**WHAT YOU HAVE TO DO**
Retype every one of the following lines without any change, keeping their order, spacing, and punctuation.

**RECORDS FOR THE TASK**
================

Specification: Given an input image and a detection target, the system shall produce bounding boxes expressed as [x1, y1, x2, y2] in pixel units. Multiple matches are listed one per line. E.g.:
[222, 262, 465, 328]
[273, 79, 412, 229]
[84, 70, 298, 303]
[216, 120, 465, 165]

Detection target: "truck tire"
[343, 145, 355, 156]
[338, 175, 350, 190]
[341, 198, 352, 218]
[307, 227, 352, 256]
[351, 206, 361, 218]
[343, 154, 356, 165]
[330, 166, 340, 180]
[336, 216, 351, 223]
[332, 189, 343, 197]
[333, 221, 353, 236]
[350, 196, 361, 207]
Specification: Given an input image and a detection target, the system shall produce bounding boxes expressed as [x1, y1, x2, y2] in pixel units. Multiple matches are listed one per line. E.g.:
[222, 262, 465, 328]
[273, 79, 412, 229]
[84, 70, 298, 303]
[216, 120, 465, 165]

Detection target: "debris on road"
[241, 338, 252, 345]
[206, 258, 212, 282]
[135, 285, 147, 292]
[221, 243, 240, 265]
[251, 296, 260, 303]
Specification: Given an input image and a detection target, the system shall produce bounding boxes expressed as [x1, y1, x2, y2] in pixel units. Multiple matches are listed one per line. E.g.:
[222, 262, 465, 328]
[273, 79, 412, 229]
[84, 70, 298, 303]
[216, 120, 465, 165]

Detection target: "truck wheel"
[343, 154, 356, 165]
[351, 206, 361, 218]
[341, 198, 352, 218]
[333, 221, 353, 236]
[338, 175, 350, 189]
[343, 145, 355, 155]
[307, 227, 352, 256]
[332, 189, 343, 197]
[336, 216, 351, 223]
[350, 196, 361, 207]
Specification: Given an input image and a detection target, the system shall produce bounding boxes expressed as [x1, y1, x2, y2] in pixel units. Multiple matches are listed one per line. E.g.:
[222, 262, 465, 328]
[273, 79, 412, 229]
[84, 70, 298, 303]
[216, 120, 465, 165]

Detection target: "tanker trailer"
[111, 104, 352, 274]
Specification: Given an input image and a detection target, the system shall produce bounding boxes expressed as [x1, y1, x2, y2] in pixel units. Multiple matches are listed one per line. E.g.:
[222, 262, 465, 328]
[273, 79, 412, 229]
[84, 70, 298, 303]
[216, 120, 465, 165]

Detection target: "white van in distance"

================

**EXERCISE ANSWER**
Specification: Given an input image and a detection target, the system shall produce bounding boxes expressed as [x1, y1, x2, y2] in pixel units. Multiple matches are listed one per line. E.g.:
[222, 262, 465, 328]
[273, 79, 412, 229]
[84, 70, 298, 303]
[216, 120, 465, 165]

Detection target: "truck tire"
[343, 145, 355, 156]
[338, 175, 350, 190]
[341, 198, 352, 218]
[307, 227, 352, 256]
[351, 206, 361, 218]
[343, 154, 356, 165]
[330, 166, 340, 180]
[336, 216, 351, 223]
[332, 189, 343, 197]
[333, 221, 353, 236]
[350, 196, 361, 207]
Specification: Given an input image and a detection target, the system shall produce bounding boxes expressed as [x1, y1, x2, y2] in pixel units. Multiple matches are listed one per line. E.g.:
[222, 262, 465, 328]
[273, 79, 412, 229]
[84, 70, 298, 303]
[216, 120, 465, 165]

Detection target: "debris on road"
[241, 338, 252, 345]
[206, 258, 212, 282]
[135, 285, 147, 292]
[221, 243, 240, 265]
[251, 296, 260, 303]
Specification: Given an input image and a detection target, the system shall produce bounding boxes expressed as [x1, y1, x2, y2] in pixel units. Multiple matches are listed one per line. E.g.:
[222, 262, 465, 328]
[273, 79, 412, 229]
[84, 70, 298, 303]
[216, 120, 465, 165]

Detection target: "truck wheel"
[343, 154, 356, 165]
[351, 206, 361, 218]
[341, 198, 352, 218]
[333, 221, 353, 236]
[338, 175, 350, 189]
[343, 145, 355, 155]
[307, 227, 352, 256]
[332, 189, 343, 197]
[336, 216, 351, 223]
[350, 196, 361, 207]
Specification: Given an input image and a detection target, the system shall produce bounding boxes expressed as [x1, y1, x2, y2] in pixel units. Multiple matches are listed one per line. E.g.:
[222, 262, 465, 328]
[273, 79, 412, 229]
[84, 70, 298, 303]
[216, 120, 465, 165]

Detection target: "tanker trailer"
[111, 104, 352, 274]
Specification: Given an input image and a detection target, the system shall produce bounding boxes expressed as [x1, y1, x2, y2] in pixel units. Multiple matches are listed one per line. E.g.:
[222, 262, 465, 328]
[273, 79, 412, 229]
[84, 70, 298, 303]
[216, 120, 465, 165]

Detection target: "white van in distance"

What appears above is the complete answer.